**Assigned task**
Every entry must be given again exactly as it is written.

**Given data**
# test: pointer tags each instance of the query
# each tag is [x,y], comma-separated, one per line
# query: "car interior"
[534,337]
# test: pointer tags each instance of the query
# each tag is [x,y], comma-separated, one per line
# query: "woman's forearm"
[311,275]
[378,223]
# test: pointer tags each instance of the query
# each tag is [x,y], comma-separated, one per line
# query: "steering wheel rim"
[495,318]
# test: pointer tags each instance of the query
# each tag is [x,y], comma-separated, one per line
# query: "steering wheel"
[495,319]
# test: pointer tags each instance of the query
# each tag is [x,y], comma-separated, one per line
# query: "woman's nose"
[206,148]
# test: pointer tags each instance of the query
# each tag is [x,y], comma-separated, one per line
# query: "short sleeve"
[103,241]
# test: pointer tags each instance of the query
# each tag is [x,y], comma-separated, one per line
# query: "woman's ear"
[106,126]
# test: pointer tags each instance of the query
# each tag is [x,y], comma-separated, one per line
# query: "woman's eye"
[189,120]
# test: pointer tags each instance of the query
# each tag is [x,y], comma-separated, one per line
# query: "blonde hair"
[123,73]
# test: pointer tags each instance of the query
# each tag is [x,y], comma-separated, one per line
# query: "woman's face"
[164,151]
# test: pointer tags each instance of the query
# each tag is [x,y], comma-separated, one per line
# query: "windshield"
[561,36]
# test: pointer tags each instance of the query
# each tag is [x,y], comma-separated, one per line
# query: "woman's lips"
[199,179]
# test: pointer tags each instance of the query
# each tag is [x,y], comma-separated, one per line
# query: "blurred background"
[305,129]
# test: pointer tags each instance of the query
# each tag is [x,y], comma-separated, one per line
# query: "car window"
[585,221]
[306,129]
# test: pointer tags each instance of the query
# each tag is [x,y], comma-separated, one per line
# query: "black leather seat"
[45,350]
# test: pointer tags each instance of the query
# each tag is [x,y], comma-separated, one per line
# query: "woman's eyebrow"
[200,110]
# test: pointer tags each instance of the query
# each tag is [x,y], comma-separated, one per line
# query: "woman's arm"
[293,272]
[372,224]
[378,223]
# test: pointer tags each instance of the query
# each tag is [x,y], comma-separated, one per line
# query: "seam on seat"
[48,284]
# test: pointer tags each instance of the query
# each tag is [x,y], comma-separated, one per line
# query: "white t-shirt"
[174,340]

**Solved exercise**
# test: pointer tags each instance of the query
# each tag is [x,y], comma-separated, one per line
# query: "car interior"
[534,337]
# test: pointer tags each instance of the query
# each tag is [x,y], comma-separated, one per line
# query: "woman's forearm"
[311,275]
[378,223]
# test: pointer tags each instance of the query
# each tag is [x,y], comma-separated, one per line
# query: "steering wheel rim"
[495,318]
# test: pointer tags each instance of the query
# each tag is [x,y], comma-separated, one per line
# query: "steering wheel"
[495,319]
# test: pointer tags each instance of the query
# each tag is [x,y], comma-separated, one per line
# query: "woman's nose"
[206,148]
# test: pointer tags each instance of the query
# each tag is [x,y], comma-separated, one per line
# query: "short sleeve"
[103,241]
# test: pointer tags each instance of the query
# each tag is [x,y], comma-separated, one per line
# query: "woman's ear"
[106,126]
# test: pointer tags each instance of the query
# each tag is [x,y], comma-separated, one per line
# query: "woman's eye"
[189,120]
# test: pointer tags each instance of the query
# each tag is [x,y], comma-separated, one per line
# query: "blonde hair"
[123,73]
# test: pointer tags each instance of the query
# each tag is [x,y], comma-separated, one per line
# query: "woman's face"
[164,151]
# test: pointer tags each instance of the query
# each tag is [x,y], comma-separated, one per line
# query: "windshield"
[561,36]
# test: pointer tags each instance of the query
# each tag is [x,y], comma-separated, one per line
# query: "woman's lips"
[199,179]
# test: pointer tags each instance of the query
# each tag is [x,y], comma-separated, one per line
# query: "blurred background"
[305,129]
# test: pointer tags each instance of the query
# each tag is [x,y], comma-separated, one per line
# query: "car window"
[585,221]
[306,129]
# test: pointer tags each instance of the query
# each tag is [x,y], comma-separated, one per line
# query: "black leather seat"
[45,350]
# test: pointer tags each instance of the query
# each tag is [x,y], comma-separated, one per line
# query: "woman's eyebrow"
[200,110]
# test: pointer tags each instance of the query
# each tag is [x,y], comma-separated, one per line
# query: "woman's arm"
[293,272]
[372,224]
[378,223]
# test: pointer tags each instance of the query
# each tag is [x,y], comma-separated, one per line
# query: "seam on seat"
[48,284]
# test: pointer tags each instance of the query
# each tag is [x,y], comma-separated, one per line
# query: "white t-shirt"
[174,340]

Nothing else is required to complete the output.